TASK ▸ Write out each line exactly as given. Leave the pictures out of your copy.

--- Begin ---

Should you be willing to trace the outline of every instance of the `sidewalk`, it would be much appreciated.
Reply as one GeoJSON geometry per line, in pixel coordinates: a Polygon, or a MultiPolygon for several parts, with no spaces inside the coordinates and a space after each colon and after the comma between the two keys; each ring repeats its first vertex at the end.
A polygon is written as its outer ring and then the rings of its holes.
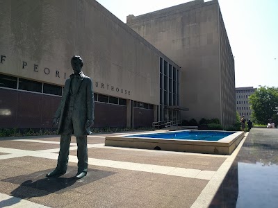
{"type": "Polygon", "coordinates": [[[74,137],[58,178],[45,174],[60,137],[0,139],[0,207],[207,207],[245,140],[227,156],[106,147],[106,135],[88,137],[88,173],[78,181],[74,137]]]}

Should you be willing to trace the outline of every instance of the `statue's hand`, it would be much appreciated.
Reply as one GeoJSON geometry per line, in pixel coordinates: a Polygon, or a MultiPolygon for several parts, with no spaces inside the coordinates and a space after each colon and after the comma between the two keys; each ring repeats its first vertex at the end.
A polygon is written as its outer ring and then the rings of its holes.
{"type": "Polygon", "coordinates": [[[54,126],[58,125],[58,123],[59,123],[59,118],[53,119],[52,125],[54,126]]]}
{"type": "Polygon", "coordinates": [[[94,125],[94,120],[93,119],[88,119],[86,122],[85,127],[91,127],[94,125]]]}

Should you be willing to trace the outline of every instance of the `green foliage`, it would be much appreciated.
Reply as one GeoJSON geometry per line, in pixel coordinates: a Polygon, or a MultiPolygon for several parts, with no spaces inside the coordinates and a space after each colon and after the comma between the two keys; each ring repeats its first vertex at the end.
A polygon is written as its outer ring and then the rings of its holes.
{"type": "Polygon", "coordinates": [[[222,130],[223,127],[219,123],[208,123],[208,128],[210,130],[222,130]]]}
{"type": "Polygon", "coordinates": [[[272,119],[277,125],[278,116],[278,87],[260,87],[249,97],[251,107],[253,110],[252,116],[254,122],[268,123],[272,119]]]}
{"type": "Polygon", "coordinates": [[[207,121],[205,118],[202,118],[199,121],[199,125],[207,124],[207,121]]]}
{"type": "Polygon", "coordinates": [[[181,125],[183,125],[183,126],[188,126],[189,125],[189,121],[188,120],[182,120],[181,121],[181,125]]]}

--- End ---

SOLUTION BELOW ▸
Should you be willing to trace the outline of every instance of the `sidewalk`, it would be much appreciated.
Reply as one GeoJSON geometry per line, in pixel coordinates: a Polygon, or a MultiPolygon for several parts, with no spaces inside the coordinates and a space after each colon and after the comma between the two keys; each ring repeats its first vertex at the end.
A polygon is written as its outer ring and then the rings of its holes.
{"type": "Polygon", "coordinates": [[[74,137],[58,178],[45,174],[60,137],[0,139],[0,207],[207,207],[245,140],[227,156],[106,147],[106,135],[88,137],[88,173],[78,181],[74,137]]]}

Should you be willing to trace the outline of every instance of the `statue's hand`, it would be much appreciated.
Reply as one GeoJSON geometry per line, in pixel coordinates: a Polygon, or a MultiPolygon for several parts, with no spaces inside the coordinates and a space after each colon and after the comma between the two keys; each ring repeats its first vertex at the end.
A polygon is written as its outer ring and then the rings of its holes.
{"type": "Polygon", "coordinates": [[[54,126],[58,125],[58,123],[59,123],[59,118],[53,119],[52,125],[54,126]]]}
{"type": "Polygon", "coordinates": [[[94,125],[94,120],[93,119],[88,119],[86,122],[85,127],[91,127],[94,125]]]}

Should you be willing to trace the outline of every instance of the `green foliage`, it would be much appreciated.
Reply as one GeoJSON geometry per line, in pixel coordinates: a Polygon, or a MultiPolygon for several parts, with no spaces inside the coordinates and a space after each colon and after the comma between the two keys; each ring repeats its first vertex at the end.
A polygon is written as its outer ring and then the rings of its holes.
{"type": "Polygon", "coordinates": [[[222,130],[223,127],[219,123],[208,123],[208,128],[210,130],[222,130]]]}
{"type": "Polygon", "coordinates": [[[272,119],[277,125],[278,116],[278,87],[260,87],[249,97],[251,107],[253,110],[252,116],[254,122],[268,123],[272,119]]]}
{"type": "Polygon", "coordinates": [[[207,121],[205,118],[202,118],[199,121],[199,125],[207,124],[207,121]]]}
{"type": "Polygon", "coordinates": [[[181,125],[183,125],[183,126],[188,126],[189,125],[189,121],[188,120],[182,120],[181,121],[181,125]]]}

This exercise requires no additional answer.